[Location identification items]
========

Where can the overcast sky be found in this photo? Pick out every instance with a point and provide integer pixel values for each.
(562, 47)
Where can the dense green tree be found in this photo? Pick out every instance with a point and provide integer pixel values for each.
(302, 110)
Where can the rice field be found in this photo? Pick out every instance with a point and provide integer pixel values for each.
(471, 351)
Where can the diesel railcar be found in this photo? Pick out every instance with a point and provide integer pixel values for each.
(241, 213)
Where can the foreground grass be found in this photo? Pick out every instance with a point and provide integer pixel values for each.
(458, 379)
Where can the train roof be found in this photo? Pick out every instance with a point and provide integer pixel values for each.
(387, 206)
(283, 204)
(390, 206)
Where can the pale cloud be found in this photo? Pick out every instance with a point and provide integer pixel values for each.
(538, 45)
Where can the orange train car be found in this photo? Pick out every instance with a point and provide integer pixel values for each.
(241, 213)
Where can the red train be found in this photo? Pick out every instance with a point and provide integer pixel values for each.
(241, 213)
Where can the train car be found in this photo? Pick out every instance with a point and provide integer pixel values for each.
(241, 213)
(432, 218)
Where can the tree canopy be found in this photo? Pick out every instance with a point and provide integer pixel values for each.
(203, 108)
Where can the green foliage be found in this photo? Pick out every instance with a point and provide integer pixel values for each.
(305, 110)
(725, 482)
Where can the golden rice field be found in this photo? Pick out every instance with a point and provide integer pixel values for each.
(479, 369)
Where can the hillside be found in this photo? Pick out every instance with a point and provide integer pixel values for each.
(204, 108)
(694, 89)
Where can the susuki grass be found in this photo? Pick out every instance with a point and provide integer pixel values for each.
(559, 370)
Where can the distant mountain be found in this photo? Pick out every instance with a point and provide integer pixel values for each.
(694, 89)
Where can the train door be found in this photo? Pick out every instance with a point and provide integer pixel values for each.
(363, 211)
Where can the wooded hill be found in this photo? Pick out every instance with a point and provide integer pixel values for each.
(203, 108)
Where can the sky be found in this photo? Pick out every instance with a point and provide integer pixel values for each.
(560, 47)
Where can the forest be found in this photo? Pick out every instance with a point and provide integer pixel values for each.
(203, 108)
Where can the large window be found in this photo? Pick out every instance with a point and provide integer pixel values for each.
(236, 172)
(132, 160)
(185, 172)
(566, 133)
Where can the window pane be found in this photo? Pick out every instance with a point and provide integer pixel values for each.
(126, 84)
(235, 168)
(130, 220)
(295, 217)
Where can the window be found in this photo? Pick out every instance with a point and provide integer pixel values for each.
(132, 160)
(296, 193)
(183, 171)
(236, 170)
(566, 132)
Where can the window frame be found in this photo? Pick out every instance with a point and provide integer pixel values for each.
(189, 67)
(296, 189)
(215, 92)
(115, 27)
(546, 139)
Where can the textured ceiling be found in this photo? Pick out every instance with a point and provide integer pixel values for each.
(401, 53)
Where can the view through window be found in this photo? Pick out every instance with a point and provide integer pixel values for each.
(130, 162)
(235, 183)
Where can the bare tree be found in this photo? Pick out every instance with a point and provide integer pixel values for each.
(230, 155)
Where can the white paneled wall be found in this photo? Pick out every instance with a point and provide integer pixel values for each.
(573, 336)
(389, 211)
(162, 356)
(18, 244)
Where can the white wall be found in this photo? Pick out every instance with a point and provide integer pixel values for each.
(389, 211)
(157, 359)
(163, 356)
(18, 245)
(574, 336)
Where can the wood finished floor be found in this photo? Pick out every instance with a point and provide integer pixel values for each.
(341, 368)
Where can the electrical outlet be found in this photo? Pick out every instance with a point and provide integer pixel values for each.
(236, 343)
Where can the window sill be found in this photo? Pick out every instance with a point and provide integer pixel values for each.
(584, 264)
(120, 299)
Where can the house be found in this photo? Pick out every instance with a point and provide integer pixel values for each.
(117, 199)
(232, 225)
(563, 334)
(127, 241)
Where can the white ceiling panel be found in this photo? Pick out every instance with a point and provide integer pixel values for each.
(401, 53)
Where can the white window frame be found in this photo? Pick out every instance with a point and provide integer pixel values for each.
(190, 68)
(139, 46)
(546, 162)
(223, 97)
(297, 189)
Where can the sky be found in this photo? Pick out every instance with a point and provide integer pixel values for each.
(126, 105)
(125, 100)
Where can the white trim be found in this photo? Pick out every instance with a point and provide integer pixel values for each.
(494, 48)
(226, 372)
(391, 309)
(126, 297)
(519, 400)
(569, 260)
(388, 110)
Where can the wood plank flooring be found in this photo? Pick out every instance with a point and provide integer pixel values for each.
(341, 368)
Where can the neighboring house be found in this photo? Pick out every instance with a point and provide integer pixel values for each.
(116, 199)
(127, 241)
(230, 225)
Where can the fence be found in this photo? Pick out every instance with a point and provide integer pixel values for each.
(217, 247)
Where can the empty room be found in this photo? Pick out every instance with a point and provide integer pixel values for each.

========

### Directions
Copy out each of the lines above word for word.

### Reply
Where can the overcast sky be found in this photo? Pick out every instance with a point and provide integer pixel values for each.
(562, 47)
Where can the dense green tree be found in this photo? Pick out every instance with a point and provide integer pixel values for each.
(302, 110)
Where can the rice field be found in this photo? Pick out every instance with a point and provide integer pixel values for each.
(471, 351)
Where can the diesel railcar be found in this photo? Pick out every instance with a point and provide integer pixel values for each.
(241, 213)
Where can the foreground grass be found in this photo? Pick out every instance with a point and provide integer pixel values for each.
(458, 379)
Where can the train roof be found in this photo? Pick out every instance with a point and provide integer pixel values for each.
(387, 206)
(283, 204)
(390, 206)
Where can the pale cloud be found in this photo? Pick out every instance with a point and provide integer pixel values for each.
(538, 45)
Where can the orange train car be found in this photo? Pick out every instance with a point and provide integer pixel values for each.
(241, 213)
Where can the red train be found in this photo? Pick out every instance with a point and provide integer pixel values for each.
(241, 213)
Where can the train car be found in this photo? Pick out every instance with a point and provide integer pixel values for each.
(241, 213)
(432, 218)
Where can the tree canopy be found in this photo? Pick out every instance with a point and provide integer pixel values for each.
(203, 108)
Where can the green foliage be found in this photo? Pick out every instance with a point and provide integer pixel values for each.
(305, 110)
(725, 482)
Where can the golden rice field be found in this photo? Pick out every instance with a point and provide integer pixel values for each.
(479, 369)
Where can the hillside be found in this photo? Pick out every instance with a point and provide integer pixel values for each.
(204, 108)
(694, 89)
Where can the susuki grass be found in this photo? Pick out every instance with a point and provide integer pixel values for each.
(559, 370)
Where can the distant mountain be found in this photo? Pick out every instance with a point and provide integer pixel values for each.
(694, 89)
Where can the train door be found in this photo? Pick out every instance with a point and provide integer pixel values for each.
(363, 211)
Where can the wooded hill be found in this photo? Pick out every instance with a point and provide integer pixel values for each.
(203, 108)
Where can the sky be found in this photo? Pick out every instance with a point and provide integer pixel values for each.
(560, 47)
Where can the forest be found in this photo? Pick out every instance with a point and provide integer pixel values for each.
(203, 108)
Where can the large window be found in this photo? Pick out every instance with a point and provide integer pixel values for each.
(236, 172)
(132, 160)
(185, 172)
(566, 133)
Where can the window pane be found in this photo? Pick out every instance with a point and provide integer pixel values for each.
(126, 84)
(235, 168)
(130, 220)
(295, 217)
Where can the window be found in this photo? Pick out every instance with a point and provide integer pixel values for each.
(132, 160)
(296, 193)
(183, 171)
(236, 170)
(566, 132)
Where can the window frame be found in this photo? Pick out every instance with a point and provide integer pixel values for each.
(189, 67)
(296, 189)
(215, 92)
(115, 27)
(546, 139)
Where can the textured ceiling be found in this photo? Pick out every instance with a point and provide integer pixel values for each.
(401, 53)
Where can the view through window be found in this photo? Pick out every instance with a point and provide integer pixel values for each.
(130, 162)
(235, 183)
Where can the bare tree be found in this photo? Pick out every instance with a point and provide integer pixel values for each.
(230, 155)
Where can the white paneled wall be found in this photo? Pick out every instance with a point and provide integer pixel values for each.
(573, 336)
(389, 211)
(162, 356)
(18, 244)
Where can the white wall be found in this photo? Pick out every instance with a point and provide integer pixel values for each.
(389, 211)
(157, 359)
(163, 356)
(18, 245)
(574, 336)
Where can the wood finished floor be found in this photo? Pick out every instance with a point and provide integer pixel values for each.
(341, 368)
Where can the electrical outlet be found in this photo? Pick out every instance with a point and provide integer pixel values for each.
(236, 343)
Where can the window sill be found in this photo? Pick out every instance with a point and provide integer pixel values for each.
(584, 264)
(120, 299)
Where can the house be found in this photo? Pick out every instance with a point and provide integer pixel values for each.
(117, 199)
(232, 225)
(563, 334)
(127, 241)
Where can the white ceiling panel be found in this photo? Pick out every instance with a point and provide integer pixel values for each.
(401, 53)
Where can the white window frame be found in this photo? Pick out every instance with a point and provide integer pixel values for each.
(190, 68)
(139, 46)
(546, 162)
(223, 97)
(297, 189)
Where can the sky be found in this photo? Pick out every instance with a point and provide integer pixel values for each.
(126, 105)
(125, 100)
Where can the white trim be found in this photo? Pick out every instance with a point and provide integer pixel values for each.
(494, 48)
(226, 372)
(391, 309)
(126, 297)
(519, 400)
(569, 260)
(388, 110)
Where can the wood plank flooring be found in this photo? Pick out every instance with a point and provide integer pixel values for each.
(341, 368)
Where can the neighboring house be found in this photo? Pick out every instance with a point and provide integer pixel values for each.
(116, 199)
(127, 241)
(230, 225)
Where can the fence be found in this photo? Pick out every instance with a point and provide integer pixel values for each.
(217, 247)
Where can the empty room be found in this photo? Pick out every instance with a point and provide integer pixel values for each.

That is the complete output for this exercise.